- What is asked -
Your task is to output the data exactly as it stands.

------------------------------------------------------------

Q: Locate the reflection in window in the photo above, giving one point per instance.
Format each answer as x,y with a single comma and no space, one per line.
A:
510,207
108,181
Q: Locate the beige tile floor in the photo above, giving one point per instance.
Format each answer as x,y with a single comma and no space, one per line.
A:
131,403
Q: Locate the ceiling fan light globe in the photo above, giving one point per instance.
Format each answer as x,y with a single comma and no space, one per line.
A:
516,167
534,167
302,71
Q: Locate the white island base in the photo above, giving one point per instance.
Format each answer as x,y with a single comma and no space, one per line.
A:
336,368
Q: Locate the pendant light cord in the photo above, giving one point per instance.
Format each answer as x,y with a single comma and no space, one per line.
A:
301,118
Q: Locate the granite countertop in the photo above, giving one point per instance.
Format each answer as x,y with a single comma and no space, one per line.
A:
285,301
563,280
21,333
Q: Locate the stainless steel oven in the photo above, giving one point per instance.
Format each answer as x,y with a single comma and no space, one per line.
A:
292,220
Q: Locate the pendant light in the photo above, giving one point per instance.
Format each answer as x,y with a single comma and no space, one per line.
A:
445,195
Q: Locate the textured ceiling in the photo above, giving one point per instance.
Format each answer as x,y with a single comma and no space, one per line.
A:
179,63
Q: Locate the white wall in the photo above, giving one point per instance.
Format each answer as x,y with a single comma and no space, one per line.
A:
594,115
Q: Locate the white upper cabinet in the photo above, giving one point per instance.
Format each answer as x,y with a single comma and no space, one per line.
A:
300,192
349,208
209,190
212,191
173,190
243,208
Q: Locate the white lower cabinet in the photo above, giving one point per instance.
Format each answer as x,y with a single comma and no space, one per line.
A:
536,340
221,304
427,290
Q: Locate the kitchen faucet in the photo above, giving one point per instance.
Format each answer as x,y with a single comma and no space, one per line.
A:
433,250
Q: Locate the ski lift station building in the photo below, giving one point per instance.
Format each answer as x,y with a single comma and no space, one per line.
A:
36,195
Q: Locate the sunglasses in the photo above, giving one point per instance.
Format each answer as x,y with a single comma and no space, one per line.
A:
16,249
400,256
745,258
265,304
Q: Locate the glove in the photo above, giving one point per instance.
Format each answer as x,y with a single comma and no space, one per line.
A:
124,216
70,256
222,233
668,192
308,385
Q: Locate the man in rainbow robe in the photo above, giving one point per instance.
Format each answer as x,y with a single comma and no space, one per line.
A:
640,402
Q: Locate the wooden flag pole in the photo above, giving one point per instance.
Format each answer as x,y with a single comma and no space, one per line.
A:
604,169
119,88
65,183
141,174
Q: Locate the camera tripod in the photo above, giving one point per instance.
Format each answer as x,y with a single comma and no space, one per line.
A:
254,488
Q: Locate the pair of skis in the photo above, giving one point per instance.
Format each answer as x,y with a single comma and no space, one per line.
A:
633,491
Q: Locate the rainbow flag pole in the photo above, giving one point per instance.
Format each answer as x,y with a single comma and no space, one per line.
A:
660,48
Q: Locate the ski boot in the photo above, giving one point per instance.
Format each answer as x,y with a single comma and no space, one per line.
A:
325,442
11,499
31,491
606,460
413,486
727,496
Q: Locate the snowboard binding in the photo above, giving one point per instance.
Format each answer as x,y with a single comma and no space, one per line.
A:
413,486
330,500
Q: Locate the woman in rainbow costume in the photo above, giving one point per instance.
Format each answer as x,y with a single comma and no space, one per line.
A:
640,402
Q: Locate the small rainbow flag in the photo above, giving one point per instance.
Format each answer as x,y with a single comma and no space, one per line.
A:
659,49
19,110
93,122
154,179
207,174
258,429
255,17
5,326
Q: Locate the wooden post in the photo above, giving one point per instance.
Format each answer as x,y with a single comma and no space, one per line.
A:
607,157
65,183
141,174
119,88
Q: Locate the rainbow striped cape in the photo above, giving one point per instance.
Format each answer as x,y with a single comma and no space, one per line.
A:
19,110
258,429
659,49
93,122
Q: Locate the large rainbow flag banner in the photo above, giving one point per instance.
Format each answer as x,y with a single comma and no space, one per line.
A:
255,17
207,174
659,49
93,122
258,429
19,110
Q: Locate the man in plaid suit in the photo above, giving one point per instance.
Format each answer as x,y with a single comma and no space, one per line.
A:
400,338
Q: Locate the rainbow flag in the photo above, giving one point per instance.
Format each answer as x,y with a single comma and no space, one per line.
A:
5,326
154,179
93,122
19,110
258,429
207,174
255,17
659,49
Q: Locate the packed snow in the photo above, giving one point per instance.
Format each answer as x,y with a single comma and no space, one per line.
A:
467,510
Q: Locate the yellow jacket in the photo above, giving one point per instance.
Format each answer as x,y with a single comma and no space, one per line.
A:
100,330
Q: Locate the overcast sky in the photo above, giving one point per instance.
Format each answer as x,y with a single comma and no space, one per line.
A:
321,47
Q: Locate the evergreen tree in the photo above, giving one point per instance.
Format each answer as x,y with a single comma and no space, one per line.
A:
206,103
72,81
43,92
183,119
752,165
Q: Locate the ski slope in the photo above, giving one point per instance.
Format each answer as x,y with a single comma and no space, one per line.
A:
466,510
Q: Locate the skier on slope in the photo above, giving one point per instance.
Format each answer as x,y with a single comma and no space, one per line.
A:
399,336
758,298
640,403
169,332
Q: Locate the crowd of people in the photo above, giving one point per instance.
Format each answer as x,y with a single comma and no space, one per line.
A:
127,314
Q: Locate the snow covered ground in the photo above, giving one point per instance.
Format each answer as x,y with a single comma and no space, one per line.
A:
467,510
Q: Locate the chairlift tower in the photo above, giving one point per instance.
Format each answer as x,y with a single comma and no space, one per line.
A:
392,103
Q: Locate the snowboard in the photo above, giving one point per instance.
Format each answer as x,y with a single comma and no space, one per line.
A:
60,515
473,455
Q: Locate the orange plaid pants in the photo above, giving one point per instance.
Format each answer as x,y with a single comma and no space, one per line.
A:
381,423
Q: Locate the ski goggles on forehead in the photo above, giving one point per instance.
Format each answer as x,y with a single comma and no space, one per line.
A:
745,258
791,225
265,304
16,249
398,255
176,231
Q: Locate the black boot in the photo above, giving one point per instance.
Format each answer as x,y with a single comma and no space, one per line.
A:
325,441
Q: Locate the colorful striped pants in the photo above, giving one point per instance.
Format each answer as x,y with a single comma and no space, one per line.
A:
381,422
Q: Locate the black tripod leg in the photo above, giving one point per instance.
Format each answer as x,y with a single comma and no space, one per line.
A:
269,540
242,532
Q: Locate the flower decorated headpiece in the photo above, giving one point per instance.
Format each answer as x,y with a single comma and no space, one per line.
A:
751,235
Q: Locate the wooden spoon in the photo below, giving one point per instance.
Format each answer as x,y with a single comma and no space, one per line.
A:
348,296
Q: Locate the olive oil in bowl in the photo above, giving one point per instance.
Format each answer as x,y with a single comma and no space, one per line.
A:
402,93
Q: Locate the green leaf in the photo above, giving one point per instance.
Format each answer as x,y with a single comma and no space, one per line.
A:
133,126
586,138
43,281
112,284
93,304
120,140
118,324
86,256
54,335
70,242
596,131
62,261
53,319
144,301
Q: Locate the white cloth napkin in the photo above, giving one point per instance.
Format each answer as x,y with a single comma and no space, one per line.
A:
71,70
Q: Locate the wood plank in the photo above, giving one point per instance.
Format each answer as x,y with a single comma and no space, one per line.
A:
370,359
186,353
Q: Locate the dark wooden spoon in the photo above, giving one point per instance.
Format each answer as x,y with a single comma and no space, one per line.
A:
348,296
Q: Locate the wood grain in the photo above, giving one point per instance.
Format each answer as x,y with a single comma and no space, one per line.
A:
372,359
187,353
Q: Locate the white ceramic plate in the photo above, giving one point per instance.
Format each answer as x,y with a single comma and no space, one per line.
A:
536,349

------------------------------------------------------------

- Exercise response -
Q: Locate the reflection in window in the photo above, giving one point per instance.
Format each answer as x,y with a single comma and no space, one per line.
A:
510,207
108,181
Q: Locate the beige tile floor in the photo above, giving one point per instance.
Format each answer as x,y with a single comma and no space, one per line.
A:
131,403
Q: Locate the ceiling fan light globe in the photo above, giving one point per instance.
Format each answer as x,y with a single comma and no space, one per line.
A:
516,167
534,167
302,71
Q: Locate the white island base in the photo above, giving one point per instance.
Format each answer as x,y with a single comma and no space, one per line.
A:
336,368
Q: Locate the pendant light cord in the photo above, giving one point per instance.
Format each answer as x,y with a single comma and no space, one per line.
A:
301,118
Q: Locate the granite countertop in the photo above, giving one point per instance.
Format each answer as x,y with a single comma and no space, one per line.
A:
285,301
563,280
21,333
Q: Locate the stainless steel oven in the photo above, giving one point per instance.
Format each answer as x,y with a single comma and no space, one per line.
A:
292,220
Q: Locate the pendant light in the photo above, giving one point per instance.
Format each answer as x,y with a single comma and no space, one per line.
A:
445,195
Q: Locate the textured ceiling in the photo above, giving one point per instance.
Format each answer as x,y with a single comma and no space, one per line.
A:
179,63
Q: Locate the white wall in the photo above, giving one point per instance.
Format each answer as x,y with a single comma and no space, one per line.
A:
594,115
Q: Locate the white upper cabinet in the photo above, giving one point per instance.
Format each answer as x,y with a single comma and no space, one per line.
A:
300,192
349,208
209,190
212,191
173,190
243,208
Q: Locate the white lower cabinet in the photo above, giving one point per instance.
Format each answer as x,y with a single comma and no space, one per line.
A:
536,340
221,304
427,290
Q: Locate the kitchen faucet in the photo above, giving one point per instance.
Format each answer as x,y with a single comma and no space, one per line.
A:
433,250
Q: Locate the ski lift station building in the photo below, giving one point per instance.
Format each answer as x,y with a single comma and no space, one per line.
A:
36,195
Q: Locate the sunglasses in the photo above, giving one point per instance.
Format each answer as x,y with a single comma and no space, one per line.
A:
16,249
400,256
745,258
265,304
Q: Locate the glove in the photo above, giving one point per instance.
Format each answer as x,y with a single comma and no space, one per line.
A:
124,216
70,256
222,233
668,192
308,385
Q: Locate the man in rainbow robe in the photo above, giving one point per instance.
Format each answer as x,y with a single comma and no space, one per line.
A:
640,402
Q: Locate the wooden flag pole in the photo above, giving one point per instance.
Format each answer as x,y with a single comma and no space, one per line.
A:
604,169
119,88
65,183
141,174
Q: Locate the camera tripod in the photo above, giving one point per instance.
Format each answer as x,y with a single comma and no space, one per line.
A:
254,488
Q: Locate the pair of skis in the photo above, giving one point per instance.
Format each answer as x,y with a single comma and no space, one per line.
A:
633,491
Q: Locate the rainbow flag pole in the photo above, giving one point per instance.
Format each answer as x,y with a single comma and no space, one per line.
A:
660,48
Q: Locate the ski boot in the photo above, giving one point per instance.
Format each answer as x,y with a single comma and no space, one per line.
A:
325,442
11,499
31,491
606,460
413,486
727,496
Q: Locate the snowboard binding in the photo above, giving one point per instance.
Format each answer as x,y with a single comma and no space, one per line.
A:
413,486
330,500
Q: Locate the woman in rainbow costume in the photo above, giving one point per instance.
Format each answer as x,y with a single comma and no space, one per line.
A:
640,402
Q: Locate the small rainbow flag in the photo above, giving one point per instance.
Format each answer as x,y with a single comma and no space, one per line.
A:
659,49
19,110
93,122
154,179
207,174
258,429
255,17
5,326
Q: Locate the wooden post in the photo above, giving one point per instance.
Format each answer as x,y with a single comma and no space, one per line.
A:
607,157
65,183
141,174
119,88
Q: Locate the rainbow striped cape in the photo above, giving one point per instance.
Format each answer as x,y with a single comma and no space, one per line.
A:
19,110
258,429
659,49
93,122
Q: Locate the large rainbow flag banner in the photo above, giving one point per instance.
Format each answer as x,y with a single comma and no space, one per line.
A:
255,17
207,174
659,49
93,122
258,429
19,110
Q: Locate the man in plaid suit in the photo above, giving one point per instance.
Format each answer as x,y with a single comma and no space, one per line.
A:
400,338
Q: Locate the rainbow flag in the photo above, giving one point per instance.
Format each answer as x,y with a single comma and no space, one per line.
A:
5,326
154,179
93,122
19,110
258,429
207,174
255,17
659,49
Q: Locate the packed snow in the photo above, giving one point per instance.
Format each answer as x,y with a single comma and no space, one per line.
A:
467,510
Q: Locate the yellow jacket in the photo above, giving one point per instance.
Format each answer as x,y with a single comma and no space, one per line.
A:
100,330
Q: Locate the overcast sky in the photo above, giving one point per instance.
Format each answer as x,y with a single comma and no space, one per line.
A:
321,47
Q: Locate the evergreen tree in the photo above, giving one point per instance.
Format each answer as x,y with a single comma and no space, one per line.
A:
206,103
72,81
43,92
183,119
752,165
Q: Locate the ski slope in the photo above, giving one point per instance.
Format each answer as x,y with a single comma and no space, one per line.
A:
466,510
Q: Locate the skier on slope in the photo above, giving one point per instance.
Format each answer as x,y with a single comma and no space, one per line.
A:
399,336
758,298
640,403
169,332
Q: Locate the crowd of people in the photo above, giving one point per instance.
Format each answer as x,y with a single comma and no space, one per line.
A:
127,314
Q: Locate the snow covered ground in the photo above, giving one point per instance.
Format each answer as x,y with a single comma and no space, one per line.
A:
467,510
Q: Locate the chairlift tower in the photo above, giving one point per instance.
Format each answer as x,y with a single comma and no space, one per line.
A:
392,103
Q: Locate the snowboard in the photo above, giving one point per instance.
Format each answer as x,y with a single comma and no space, one per line.
A:
60,515
473,455
Q: Locate the orange plaid pants in the photo above, giving one point per instance.
Format each answer as x,y with a single comma and no space, one per line.
A:
381,423
Q: Locate the ski goggles on forehead in the photo above, giving one point per instance.
Format each answer as x,y with a single comma and no space, one per line.
A:
745,258
791,225
265,304
16,249
398,255
176,231
Q: Locate the black boot in the photo above, giving one point per instance.
Format each answer as x,y with a single comma and no space, one per line.
A:
325,441
Q: Locate the colorful striped pants in the photo above, giving one point per instance.
Format each answer as x,y with a single comma and no space, one per line.
A:
381,422
Q: Locate the black tripod leg in the photo above, giving one point per instance.
Format each answer as x,y with a single comma and no space, one per line.
A:
269,540
242,532
Q: Locate the flower decorated headpiece in the photo above, giving one point per instance.
Format each answer as x,y with a single comma and no space, one per line.
A:
751,235
Q: Locate the wooden spoon in the photo below, giving one point per instance.
Format each answer as x,y with a single comma and no space, one per line.
A:
348,296
Q: Locate the olive oil in bowl in the photo above, giving one point per instance.
Format each answer as x,y with a single comma and no space, one per line.
A:
402,93
Q: Locate the green leaf in the photo above, giving one point per instance.
Format each answer as x,y with a single comma and no space, one per line.
A:
133,126
586,138
43,281
112,284
93,304
120,140
118,324
86,256
54,335
70,242
596,131
62,261
53,319
144,301
Q: Locate the white cloth napkin in the photo above, giving one point per instance.
Format each answer as x,y with a single comma and no space, one per line.
A:
71,70
Q: Locate the wood plank in the photo above, giving one point per instance.
Format each answer as x,y with a single comma and no space, one per line.
A:
370,359
186,353
Q: Locate the dark wooden spoon in the photo above, giving one point per instance.
Format each answer as x,y with a single comma and no space, one per line.
A:
348,296
Q: Locate the wood grain in the photo above, giving one point per instance.
Format each answer as x,y with a single comma and no space, one per line.
A:
372,359
187,353
Q: Locate the white ceramic plate in the photo above, giving one point per instance.
Format each answer as x,y with a single comma and no space, one per line.
A:
536,349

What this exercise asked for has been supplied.